| Directive 1 |
From the camera forum post, reproduce word for word the passage starting with "Hey guys, need" and going on through "for Dslr ..".
| Directive 2 |
In the camera forum post, what minimum resolution and optical zoom does the poster require?

>> Begin Selected text

# Camera within 18K [INR]



## prds359 (May 27, 2013)

Hey guys, need to buy a camera, but am a bit confused with exactly what should i buy ..

1. i selected Nikon S9500 earlier as i wanted a compact cam as it's easy to travel with ..
but when it comes to features, i have noticed that no compact camera gives fully manual access to it's features like ISO, apareture, shutter speed etc .. hence, i decided to go for Dslr ..
my budget is 18K, i can expand 1K only if necessary ..

2. i'm still open for Compact cameras, if there's any that lets you have fully manual access ..
for compact cameras, i'll only go for Nikon & Sony ..
For Dslr Nikon, Sony, Canon or Pentax would be fine [whichever has more features] ..

3. minimum feature requirement - 16MP resolution, 20x Optical zoom capacity ..

>> End Selected text
>> Begin Recorded information

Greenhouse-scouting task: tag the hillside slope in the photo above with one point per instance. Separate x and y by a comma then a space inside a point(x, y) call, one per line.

>> End Recorded information

| Complete output 1 |
Hey guys, need to buy a camera, but am a bit confused with exactly what should i buy ..

1. i selected Nikon S9500 earlier as i wanted a compact cam as it's easy to travel with ..
but when it comes to features, i have noticed that no compact camera gives fully manual access to it's features like ISO, apareture, shutter speed etc .. hence, i decided to go for Dslr ..

| Complete output 2 |
16MP resolution and 20x optical zoom.